**Consigne écrite a:** Convertissez en tableau Markdown le passage des entrées qui va de la ligne contenant « Give the mask of every instance of the maroon » jusqu'à la fin des entrées, ces deux bornes comprises. Utilisez les colonnes « N° » et « Ligne », placez une ligne du passage par rangée et omettez les lignes vides.

**Extrait:**
Mon oncle le jaguar & autres histoires – Le Temps (Suisse) Article de la rubrique “le temps des livres” du 2 avril 2016

Le sertão, la mer et les Andes, théâtres des récits de João Guimarães Rosa
L’auteur de “Diadorim” pratiquait aussi l’art de la nouvelle. “Mon oncle le Jaguar” en propose neuf, des merveilles, traduites pour la première fois, où il déploie ses inventions de langage.

Un des plus beaux romans, un des plus novateurs du XXe siècle raconte une histoire de vachers dans le sertão brésilien: Diadorim, le chef-d’oeuvre épique de João Guimarães Rosa. Des troupeaux immenses, les hommes qui les conduisent et des inventions langagières, il y en a aussi à foison dans Mon Oncle le jaguar, recueil de neuf nouvelles posthumes du même auteur. Et inédites en français: seul le récit-titre avait été traduit, et c’est une performance, car ce texte est une troublante expérience de langage!
Dans la forêt où il vit, seul et sauvage, un métis d’Indien et de Blanc reçoit la visite d’un voyageur égaré. Ils partagent une bouteille de cachaça. Mon Oncle le jaguar est le monologue de cet homme, une mélopée étrange et fascinante, orale, faite d’onomatopées, de termes de la langue tupi, de néologismes et de mots inventés. Et tant pis si on ne comprend pas tout. L’homme est un chasseur d’onces, de jaguars; il s’en vante et, pourtant, il s’en défend: «Houille! Atié! Atimbora! Vous pouvez pas dire que j’ai tué des onces, vous pouvez pas. Moi, je peux. Dites pas ça, non. Je tue plus d’once, j’en tue plus. C’est pas beau – que j’ai tué. L’once ma parente. J’en ai tué des tas. Vous savez compter? Comptez quatre, dix fois, voilà: ce tas, vous le comptez quatre fois. Tant que ça? Pour chacune que j’ai tuée, j’ai mis un caillou dans la calebasse. Dans la calebasse, y a plus la place pour un caillou de plus.»

**Données fournies:**
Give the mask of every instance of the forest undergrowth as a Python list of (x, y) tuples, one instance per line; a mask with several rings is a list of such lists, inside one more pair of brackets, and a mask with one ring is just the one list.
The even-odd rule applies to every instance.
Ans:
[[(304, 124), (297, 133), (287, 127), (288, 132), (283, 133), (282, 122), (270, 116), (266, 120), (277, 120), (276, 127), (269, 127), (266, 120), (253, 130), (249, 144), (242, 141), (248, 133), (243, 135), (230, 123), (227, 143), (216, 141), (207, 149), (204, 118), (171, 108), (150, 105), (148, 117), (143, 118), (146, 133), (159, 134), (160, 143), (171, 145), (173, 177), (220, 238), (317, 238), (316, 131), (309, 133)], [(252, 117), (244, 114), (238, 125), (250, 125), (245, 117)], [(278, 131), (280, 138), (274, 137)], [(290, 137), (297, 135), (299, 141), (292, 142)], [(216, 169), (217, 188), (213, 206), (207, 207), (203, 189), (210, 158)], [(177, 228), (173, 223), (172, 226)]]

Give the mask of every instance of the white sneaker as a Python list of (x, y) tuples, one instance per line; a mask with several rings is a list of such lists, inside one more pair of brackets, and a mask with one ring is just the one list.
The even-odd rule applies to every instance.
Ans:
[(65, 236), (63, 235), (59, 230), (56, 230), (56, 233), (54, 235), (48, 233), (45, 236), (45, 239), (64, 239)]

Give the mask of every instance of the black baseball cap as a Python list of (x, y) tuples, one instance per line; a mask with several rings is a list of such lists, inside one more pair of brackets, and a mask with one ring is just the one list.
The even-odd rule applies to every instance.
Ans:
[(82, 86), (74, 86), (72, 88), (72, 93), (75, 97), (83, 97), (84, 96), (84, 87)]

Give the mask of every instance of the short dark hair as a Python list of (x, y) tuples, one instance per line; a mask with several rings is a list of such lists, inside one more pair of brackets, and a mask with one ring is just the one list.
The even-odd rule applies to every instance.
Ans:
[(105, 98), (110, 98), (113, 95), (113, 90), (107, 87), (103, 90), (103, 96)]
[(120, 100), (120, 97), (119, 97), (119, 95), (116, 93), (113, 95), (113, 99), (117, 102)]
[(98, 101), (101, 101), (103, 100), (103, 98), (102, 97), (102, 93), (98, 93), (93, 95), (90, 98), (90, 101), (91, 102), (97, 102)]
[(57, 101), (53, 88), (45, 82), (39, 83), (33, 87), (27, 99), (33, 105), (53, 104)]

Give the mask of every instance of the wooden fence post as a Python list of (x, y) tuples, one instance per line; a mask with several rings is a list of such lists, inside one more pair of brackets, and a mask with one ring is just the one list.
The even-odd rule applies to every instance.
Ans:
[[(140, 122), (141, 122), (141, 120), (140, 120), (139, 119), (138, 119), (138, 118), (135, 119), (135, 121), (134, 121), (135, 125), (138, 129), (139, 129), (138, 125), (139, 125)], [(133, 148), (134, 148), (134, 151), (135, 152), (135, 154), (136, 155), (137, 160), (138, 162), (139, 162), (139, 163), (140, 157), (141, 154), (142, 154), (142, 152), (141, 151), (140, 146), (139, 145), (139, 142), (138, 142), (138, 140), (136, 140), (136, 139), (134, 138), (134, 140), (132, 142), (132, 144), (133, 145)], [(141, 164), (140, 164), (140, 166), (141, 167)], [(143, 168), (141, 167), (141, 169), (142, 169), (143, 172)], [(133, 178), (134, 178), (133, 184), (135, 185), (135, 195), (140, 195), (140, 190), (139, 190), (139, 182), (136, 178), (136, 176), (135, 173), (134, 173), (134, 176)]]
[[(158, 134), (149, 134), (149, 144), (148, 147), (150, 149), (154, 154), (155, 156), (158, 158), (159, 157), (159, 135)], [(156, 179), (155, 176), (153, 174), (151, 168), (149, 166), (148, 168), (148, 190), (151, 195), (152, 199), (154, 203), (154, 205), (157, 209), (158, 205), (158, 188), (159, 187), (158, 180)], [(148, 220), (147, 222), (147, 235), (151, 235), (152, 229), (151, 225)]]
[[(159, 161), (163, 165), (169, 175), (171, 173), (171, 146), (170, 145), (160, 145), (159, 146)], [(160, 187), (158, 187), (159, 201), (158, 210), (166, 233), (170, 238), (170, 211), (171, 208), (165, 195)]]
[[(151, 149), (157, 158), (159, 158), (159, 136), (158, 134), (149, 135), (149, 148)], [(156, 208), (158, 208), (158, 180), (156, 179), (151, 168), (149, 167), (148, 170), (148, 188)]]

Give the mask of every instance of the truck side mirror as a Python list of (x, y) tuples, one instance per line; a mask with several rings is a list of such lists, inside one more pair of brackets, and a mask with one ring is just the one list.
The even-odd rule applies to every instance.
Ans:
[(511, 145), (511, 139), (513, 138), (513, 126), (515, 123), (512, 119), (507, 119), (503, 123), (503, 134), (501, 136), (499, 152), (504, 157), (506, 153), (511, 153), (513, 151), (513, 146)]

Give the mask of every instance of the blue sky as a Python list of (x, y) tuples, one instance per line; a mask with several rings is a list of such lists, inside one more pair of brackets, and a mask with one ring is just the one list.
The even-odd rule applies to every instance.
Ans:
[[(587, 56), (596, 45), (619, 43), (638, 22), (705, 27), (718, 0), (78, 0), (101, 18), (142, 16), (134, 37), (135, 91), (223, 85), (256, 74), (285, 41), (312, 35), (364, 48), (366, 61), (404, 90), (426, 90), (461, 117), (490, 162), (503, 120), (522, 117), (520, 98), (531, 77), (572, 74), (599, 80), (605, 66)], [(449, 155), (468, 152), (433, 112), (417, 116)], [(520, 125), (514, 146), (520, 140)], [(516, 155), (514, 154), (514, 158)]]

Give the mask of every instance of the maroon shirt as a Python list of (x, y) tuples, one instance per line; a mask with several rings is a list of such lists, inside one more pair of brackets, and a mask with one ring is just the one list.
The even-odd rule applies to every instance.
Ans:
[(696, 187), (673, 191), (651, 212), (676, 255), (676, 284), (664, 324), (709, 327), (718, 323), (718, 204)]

**Consigne écrite b:**
Répondez brièvement à ces questions sur l'article :
(i) Combien de nouvelles le recueil contient-il ?
(ii) Qu'est-ce que le métis et le voyageur égaré partagent ?
(iii) Que met le chasseur dans la calebasse pour chaque once tuée ?

**Réponse correcte a:**
| N° | Ligne |
|---|---|
| 1 | Give the mask of every instance of the maroon shirt as a Python list of (x, y) tuples, one instance per line; a mask with several rings is a list of such lists, inside one more pair of brackets, and a mask with one ring is just the one list. |
| 2 | The even-odd rule applies to every instance. |
| 3 | Ans: |
| 4 | [(696, 187), (673, 191), (651, 212), (676, 255), (676, 284), (664, 324), (709, 327), (718, 323), (718, 204)] |

**Réponse correcte b:**
(i) Neuf nouvelles.
(ii) Une bouteille de cachaça.
(iii) Un caillou.